*** Selected text Section Begins ***
Opening prices are strong, reflecting the increased competition for milk from processors, but no significant increases on last year.
- Robert McIntosh, Woodside Park, Berry
"Contract terms are concerning, with farmers needing more security over three to five years."
Mr McIntosh expects production to be down in the foreseeable future.
"In a nutshell, recovery is happening but slowly," he said. "Like most ag commodities, we don't see the increases at the farm gate that appear at the retail outlet."
North Coast dairy farmers selling into the high-demand liquid milk market say they should not be affected by softening global commodity prices because a shortage in Queensland and NSW demands more drinking milk, not less, and prices required to deliver enough product must remain.
Woolworths supplier Tim Bale, Stewarts River via Taree said domestic milk providers are less and less affected by export of dairy components and if processors use that as an excuse "they will have no dairy farmers left".
"They just need to look at what's happening in the industry. If prices fall there will be a bigger exodus," he said. "There is a serious decline in milk production and somehow we have to stop it because the demand for liquid milk is insatiable. Processors have got to look at the demand and where the industry is going and they need to think about future volume."
Processors have delivered real rises in farmgate prices during the pandemic, but almost instant spikes to inputs cruelled any cash windfall to the point that the industry is stationary, with no ability to reduce enormous debt on family enterprises.
"We are holding our own, but still recovering from last year's disastrous flood," says Lactalis supplier Wayne Clarke, Dobies Bight via Casino, who relied on flood grants to help see the family operation through.
"Replacing cows and getting the calving pattern back right all takes time and money. The fatigue is real and something you have to deal with.
*** Selected text Section Ends ***
*** Raw data Section Begins ***
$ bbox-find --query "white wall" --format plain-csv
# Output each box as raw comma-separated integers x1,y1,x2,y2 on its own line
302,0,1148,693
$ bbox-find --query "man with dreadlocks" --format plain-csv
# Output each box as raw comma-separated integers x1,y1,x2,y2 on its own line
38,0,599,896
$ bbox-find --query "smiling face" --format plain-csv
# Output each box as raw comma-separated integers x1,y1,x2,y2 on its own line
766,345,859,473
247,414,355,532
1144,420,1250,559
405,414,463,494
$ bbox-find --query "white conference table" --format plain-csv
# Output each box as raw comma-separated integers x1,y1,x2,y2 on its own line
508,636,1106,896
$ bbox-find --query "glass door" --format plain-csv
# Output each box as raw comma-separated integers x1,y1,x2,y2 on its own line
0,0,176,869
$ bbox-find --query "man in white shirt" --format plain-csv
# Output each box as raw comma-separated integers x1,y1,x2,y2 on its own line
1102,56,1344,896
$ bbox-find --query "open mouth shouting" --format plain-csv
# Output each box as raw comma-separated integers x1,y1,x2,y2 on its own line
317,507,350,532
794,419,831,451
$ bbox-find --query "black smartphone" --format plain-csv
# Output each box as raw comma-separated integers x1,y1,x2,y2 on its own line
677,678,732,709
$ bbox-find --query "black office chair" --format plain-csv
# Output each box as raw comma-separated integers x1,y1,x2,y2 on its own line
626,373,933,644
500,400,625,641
*** Raw data Section Ends ***
*** Raw data Section Begins ***
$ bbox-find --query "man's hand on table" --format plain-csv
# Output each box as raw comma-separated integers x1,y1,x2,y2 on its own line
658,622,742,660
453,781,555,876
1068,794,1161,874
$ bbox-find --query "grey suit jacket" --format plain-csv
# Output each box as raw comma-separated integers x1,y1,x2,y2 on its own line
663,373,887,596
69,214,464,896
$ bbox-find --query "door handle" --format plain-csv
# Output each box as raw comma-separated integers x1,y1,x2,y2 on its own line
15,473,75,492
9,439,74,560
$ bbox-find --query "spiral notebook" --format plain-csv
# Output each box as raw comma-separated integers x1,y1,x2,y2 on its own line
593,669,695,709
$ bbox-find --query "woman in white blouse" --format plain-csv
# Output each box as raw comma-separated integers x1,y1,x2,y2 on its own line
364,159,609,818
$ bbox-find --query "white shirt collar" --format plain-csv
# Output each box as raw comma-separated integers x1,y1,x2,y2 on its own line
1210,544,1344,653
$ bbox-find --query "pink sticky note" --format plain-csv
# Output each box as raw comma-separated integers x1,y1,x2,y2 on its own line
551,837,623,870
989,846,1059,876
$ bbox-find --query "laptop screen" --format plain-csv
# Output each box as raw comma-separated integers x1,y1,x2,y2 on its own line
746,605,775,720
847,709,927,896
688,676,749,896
*** Raw data Section Ends ***
(Questions on the material):
1. List every person named in the dairy text, with the place given for each.
2. Extend the text on North Coast dairy farmers and milk prices past its final sentence.
The listing is separate material and has no connection to the dairy text.

(Responses):
1.
Robert McIntosh, Woodside Park, Berry
Tim Bale, Stewarts River via Taree
Wayne Clarke, Dobies Bight via Casino

2.
"There are concerns that southern processors are still looking at export prices to gauge their farmgate offer, with New Zealand already lowering its price. Should prices come back the extra stress will likely make a number of producers question why they remain in the industry."
After three years of rain on the Mid North Coast, Wauchope dairy farmer Luke Cleary, said most farmers were back on track for milk production and planting management.
"We've come off the back of one of the most atrociously wet periods in living memory," Mr Cleary said, who is the chair of Mid Coast Dairy Advancement Group.
"It had a big impact on people, with some isolated by crossings in the floods saying they have anxiety attacks whenever they hear rain on the roof."
But in August when the rain stopped he said it was a turning point for dairy farmers as it "finally dried up".
"We've had the ideal autumn planting weather, we were able to drill in oats and rye grass without weather delays in the past six weeks, which is much of the same story for people in the region," he said.
But he said those at Old Bar who saw 300mm fall overnight about a month ago had seen some delays.
"It's nothing like last year,' he said.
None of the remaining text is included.